(TASK STATEMENT): Rewrite everything in the listing below from the line containing "coordinates like <point>48,8</point>." down to the line containing "<point>76,56</point>", both lines included and requests kept, and nothing outside that range. Shift every answer point by adding 46 to each of its coordinates, leaving the sample points inside the requests unchanged.
[START OF LISTING]
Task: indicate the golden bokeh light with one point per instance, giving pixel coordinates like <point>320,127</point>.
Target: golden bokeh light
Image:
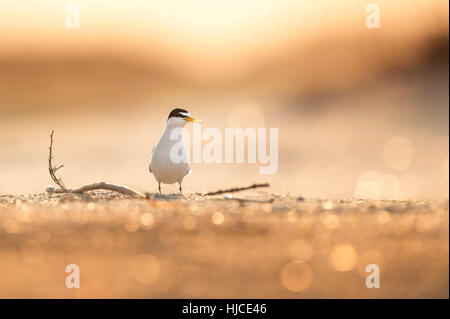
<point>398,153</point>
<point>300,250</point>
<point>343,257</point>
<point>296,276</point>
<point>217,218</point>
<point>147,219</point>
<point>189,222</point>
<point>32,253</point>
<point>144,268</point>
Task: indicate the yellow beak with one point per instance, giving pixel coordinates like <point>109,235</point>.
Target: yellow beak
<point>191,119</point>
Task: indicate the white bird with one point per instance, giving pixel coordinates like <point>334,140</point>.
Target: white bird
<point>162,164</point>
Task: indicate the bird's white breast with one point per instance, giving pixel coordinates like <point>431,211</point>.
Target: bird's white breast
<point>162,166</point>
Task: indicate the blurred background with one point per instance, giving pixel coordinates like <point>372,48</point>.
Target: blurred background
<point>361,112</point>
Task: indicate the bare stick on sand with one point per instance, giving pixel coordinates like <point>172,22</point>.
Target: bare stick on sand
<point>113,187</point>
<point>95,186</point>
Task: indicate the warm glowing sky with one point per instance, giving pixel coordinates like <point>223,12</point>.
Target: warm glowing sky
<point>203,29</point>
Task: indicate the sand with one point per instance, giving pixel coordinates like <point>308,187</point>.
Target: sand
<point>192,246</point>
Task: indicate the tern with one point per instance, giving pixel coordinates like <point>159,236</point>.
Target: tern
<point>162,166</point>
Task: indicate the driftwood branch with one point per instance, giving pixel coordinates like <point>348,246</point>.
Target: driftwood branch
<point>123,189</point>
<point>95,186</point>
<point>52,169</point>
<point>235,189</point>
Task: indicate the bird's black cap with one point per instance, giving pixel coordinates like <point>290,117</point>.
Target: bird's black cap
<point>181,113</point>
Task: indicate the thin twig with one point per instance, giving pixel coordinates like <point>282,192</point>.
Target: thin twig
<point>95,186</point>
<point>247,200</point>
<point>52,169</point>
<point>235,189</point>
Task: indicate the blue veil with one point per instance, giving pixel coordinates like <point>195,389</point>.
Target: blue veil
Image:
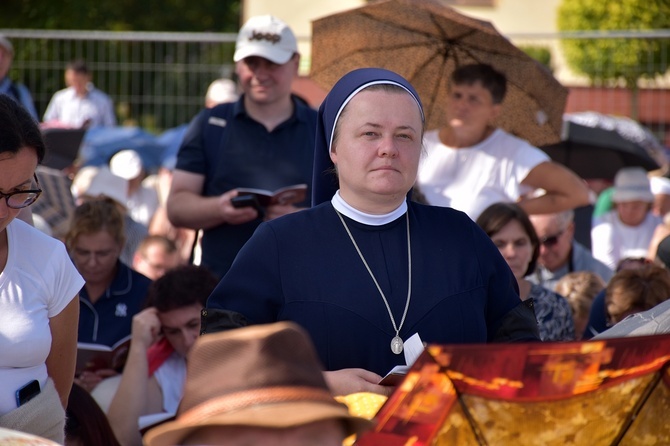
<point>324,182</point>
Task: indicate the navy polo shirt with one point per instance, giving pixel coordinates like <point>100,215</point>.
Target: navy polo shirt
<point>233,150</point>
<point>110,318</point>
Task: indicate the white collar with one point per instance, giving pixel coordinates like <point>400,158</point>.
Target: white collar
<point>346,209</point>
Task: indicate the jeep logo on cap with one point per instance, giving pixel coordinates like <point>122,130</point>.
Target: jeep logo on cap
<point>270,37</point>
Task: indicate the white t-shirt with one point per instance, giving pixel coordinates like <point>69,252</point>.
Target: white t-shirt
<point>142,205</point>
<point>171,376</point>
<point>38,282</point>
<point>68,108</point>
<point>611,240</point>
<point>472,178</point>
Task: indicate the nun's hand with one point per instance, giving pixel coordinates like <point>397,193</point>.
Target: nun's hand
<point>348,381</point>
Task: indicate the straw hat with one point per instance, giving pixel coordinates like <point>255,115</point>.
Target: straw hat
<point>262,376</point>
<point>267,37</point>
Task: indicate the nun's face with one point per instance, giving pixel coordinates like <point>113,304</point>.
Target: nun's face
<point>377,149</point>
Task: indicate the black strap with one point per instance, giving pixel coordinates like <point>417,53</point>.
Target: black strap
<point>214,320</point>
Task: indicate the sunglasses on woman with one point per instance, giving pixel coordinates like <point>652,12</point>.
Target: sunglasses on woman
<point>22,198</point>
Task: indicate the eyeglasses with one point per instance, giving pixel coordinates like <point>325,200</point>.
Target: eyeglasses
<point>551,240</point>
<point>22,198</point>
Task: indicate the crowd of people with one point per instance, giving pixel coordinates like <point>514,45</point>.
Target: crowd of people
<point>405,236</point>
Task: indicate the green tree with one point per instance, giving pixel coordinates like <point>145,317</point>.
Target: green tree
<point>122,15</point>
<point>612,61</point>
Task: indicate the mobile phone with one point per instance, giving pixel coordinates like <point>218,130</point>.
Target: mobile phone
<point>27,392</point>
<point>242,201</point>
[END OF LISTING]
[START OF LISTING]
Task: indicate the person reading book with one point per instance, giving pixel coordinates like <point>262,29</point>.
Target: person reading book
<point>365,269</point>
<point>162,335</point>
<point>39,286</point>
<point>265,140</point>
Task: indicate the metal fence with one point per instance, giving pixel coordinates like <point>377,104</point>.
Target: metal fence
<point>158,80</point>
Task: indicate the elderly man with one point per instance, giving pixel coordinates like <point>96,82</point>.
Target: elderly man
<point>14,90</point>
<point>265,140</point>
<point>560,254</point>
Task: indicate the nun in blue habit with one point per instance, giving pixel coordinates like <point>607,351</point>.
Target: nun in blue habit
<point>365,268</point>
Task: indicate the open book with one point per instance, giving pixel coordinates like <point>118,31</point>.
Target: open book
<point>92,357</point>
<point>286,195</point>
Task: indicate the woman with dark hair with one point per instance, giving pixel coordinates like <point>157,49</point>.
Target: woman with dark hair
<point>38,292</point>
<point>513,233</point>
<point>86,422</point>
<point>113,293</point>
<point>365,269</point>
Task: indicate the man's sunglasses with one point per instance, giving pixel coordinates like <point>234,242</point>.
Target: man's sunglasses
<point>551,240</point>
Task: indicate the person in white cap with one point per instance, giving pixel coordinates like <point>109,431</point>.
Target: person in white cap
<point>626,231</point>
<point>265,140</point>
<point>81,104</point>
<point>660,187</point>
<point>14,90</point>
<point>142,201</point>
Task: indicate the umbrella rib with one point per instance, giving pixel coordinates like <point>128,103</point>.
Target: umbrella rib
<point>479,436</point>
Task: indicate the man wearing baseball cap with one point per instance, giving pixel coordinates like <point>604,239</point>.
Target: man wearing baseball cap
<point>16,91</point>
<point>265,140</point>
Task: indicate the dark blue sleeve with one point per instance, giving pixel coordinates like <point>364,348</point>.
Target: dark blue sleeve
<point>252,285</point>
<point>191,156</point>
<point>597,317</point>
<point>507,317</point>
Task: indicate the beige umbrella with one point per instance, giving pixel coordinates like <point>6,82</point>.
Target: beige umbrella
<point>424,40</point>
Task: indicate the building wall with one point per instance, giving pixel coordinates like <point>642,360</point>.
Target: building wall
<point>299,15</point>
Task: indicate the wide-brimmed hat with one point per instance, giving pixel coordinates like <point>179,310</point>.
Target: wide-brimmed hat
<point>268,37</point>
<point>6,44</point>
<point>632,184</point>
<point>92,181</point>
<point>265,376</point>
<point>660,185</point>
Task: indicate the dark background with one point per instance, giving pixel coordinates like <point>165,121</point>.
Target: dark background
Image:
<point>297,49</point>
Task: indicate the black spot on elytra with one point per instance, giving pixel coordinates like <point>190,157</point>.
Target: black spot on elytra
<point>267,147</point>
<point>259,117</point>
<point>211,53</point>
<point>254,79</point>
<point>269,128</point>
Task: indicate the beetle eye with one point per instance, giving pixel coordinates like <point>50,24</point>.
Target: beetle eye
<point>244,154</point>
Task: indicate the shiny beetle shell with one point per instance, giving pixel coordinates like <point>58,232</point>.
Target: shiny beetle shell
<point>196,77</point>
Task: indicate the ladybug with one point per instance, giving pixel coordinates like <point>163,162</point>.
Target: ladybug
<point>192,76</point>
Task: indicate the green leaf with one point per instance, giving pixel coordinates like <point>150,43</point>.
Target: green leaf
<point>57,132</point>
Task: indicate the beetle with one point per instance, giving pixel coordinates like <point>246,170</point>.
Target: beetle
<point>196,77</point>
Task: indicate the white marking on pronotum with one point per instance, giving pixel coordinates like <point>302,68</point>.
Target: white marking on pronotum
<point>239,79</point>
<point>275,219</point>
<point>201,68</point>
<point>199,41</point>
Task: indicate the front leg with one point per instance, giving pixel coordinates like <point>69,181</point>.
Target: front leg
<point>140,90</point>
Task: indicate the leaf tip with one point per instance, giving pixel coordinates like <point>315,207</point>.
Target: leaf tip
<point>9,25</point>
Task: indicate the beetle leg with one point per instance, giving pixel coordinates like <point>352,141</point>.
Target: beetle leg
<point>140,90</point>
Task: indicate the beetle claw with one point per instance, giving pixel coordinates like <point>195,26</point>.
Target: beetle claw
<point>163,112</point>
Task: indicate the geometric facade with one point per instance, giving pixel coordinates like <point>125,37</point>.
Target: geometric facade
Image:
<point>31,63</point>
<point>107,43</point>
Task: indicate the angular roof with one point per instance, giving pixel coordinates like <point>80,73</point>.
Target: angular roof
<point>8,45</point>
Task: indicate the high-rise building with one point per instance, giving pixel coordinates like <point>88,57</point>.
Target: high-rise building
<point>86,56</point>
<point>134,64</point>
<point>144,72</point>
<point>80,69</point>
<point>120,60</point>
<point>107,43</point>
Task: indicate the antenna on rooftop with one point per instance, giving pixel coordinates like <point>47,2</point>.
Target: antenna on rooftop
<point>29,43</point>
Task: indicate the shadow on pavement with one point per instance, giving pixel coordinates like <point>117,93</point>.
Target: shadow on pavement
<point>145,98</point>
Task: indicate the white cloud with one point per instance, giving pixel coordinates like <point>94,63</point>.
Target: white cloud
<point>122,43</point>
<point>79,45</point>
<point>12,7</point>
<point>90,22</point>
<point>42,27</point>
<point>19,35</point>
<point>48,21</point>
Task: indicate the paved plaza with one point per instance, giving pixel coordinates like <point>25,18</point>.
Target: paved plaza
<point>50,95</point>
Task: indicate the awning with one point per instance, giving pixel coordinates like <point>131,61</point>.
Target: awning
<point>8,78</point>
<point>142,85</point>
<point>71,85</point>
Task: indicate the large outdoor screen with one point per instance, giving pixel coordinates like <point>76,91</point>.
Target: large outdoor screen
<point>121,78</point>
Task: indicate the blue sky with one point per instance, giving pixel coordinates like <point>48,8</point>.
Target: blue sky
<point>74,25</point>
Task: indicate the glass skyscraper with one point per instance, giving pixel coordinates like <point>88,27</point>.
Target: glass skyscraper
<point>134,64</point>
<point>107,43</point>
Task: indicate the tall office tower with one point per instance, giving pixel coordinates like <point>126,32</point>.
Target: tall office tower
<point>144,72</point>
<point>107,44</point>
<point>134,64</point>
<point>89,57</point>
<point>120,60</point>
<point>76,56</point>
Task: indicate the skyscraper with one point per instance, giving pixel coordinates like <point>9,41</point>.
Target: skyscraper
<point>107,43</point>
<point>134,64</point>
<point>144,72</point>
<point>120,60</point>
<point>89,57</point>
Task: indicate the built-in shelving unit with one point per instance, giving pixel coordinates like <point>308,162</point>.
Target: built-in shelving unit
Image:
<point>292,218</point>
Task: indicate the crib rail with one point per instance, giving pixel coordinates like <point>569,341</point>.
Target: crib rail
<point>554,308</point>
[END OF LISTING]
[START OF LISTING]
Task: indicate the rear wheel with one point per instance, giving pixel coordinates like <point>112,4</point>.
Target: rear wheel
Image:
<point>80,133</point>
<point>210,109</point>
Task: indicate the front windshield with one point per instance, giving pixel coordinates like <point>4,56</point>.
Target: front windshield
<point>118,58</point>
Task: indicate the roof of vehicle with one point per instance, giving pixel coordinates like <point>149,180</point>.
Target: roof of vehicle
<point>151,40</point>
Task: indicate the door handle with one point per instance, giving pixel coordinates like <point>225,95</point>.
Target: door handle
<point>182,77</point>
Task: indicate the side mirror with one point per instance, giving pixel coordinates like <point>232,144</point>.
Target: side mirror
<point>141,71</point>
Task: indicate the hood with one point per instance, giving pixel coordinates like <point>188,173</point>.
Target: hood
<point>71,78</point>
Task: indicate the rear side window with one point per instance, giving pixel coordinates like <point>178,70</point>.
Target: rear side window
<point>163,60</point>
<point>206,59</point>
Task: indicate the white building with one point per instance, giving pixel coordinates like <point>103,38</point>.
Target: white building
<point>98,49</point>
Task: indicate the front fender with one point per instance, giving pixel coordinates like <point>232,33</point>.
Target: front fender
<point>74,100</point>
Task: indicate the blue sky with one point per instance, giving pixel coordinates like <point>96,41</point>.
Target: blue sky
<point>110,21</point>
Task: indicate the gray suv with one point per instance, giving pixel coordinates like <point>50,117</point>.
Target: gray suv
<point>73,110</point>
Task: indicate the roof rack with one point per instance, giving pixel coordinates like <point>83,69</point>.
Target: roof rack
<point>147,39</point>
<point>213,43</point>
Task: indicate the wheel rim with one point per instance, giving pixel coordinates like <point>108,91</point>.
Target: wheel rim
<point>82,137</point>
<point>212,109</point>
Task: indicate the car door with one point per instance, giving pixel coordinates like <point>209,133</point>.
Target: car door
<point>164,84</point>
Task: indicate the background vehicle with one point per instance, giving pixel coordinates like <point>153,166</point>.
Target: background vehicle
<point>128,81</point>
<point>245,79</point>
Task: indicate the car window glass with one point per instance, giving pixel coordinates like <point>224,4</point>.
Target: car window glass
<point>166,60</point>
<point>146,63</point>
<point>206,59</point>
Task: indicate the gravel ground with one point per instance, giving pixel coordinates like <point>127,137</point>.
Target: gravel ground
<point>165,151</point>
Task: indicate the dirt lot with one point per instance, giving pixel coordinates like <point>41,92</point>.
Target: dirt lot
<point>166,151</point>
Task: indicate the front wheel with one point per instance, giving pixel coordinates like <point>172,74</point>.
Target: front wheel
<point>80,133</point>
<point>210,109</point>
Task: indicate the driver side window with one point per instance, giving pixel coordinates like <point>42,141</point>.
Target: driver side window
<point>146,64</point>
[END OF LISTING]
(THE SOLUTION):
Task: indicate the blue sky with one point per instance, giving pixel coordinates like <point>48,8</point>.
Target: blue sky
<point>120,71</point>
Task: indicate the glass skyscraper with one point per instance, giving pixel coordinates like <point>88,27</point>.
Target: glass skyscraper
<point>180,110</point>
<point>153,89</point>
Task: indicate the tall office tower with one point per instance, giving pixel coordinates like <point>126,32</point>.
Target: tall office tower
<point>190,118</point>
<point>153,90</point>
<point>180,110</point>
<point>135,103</point>
<point>166,106</point>
<point>122,102</point>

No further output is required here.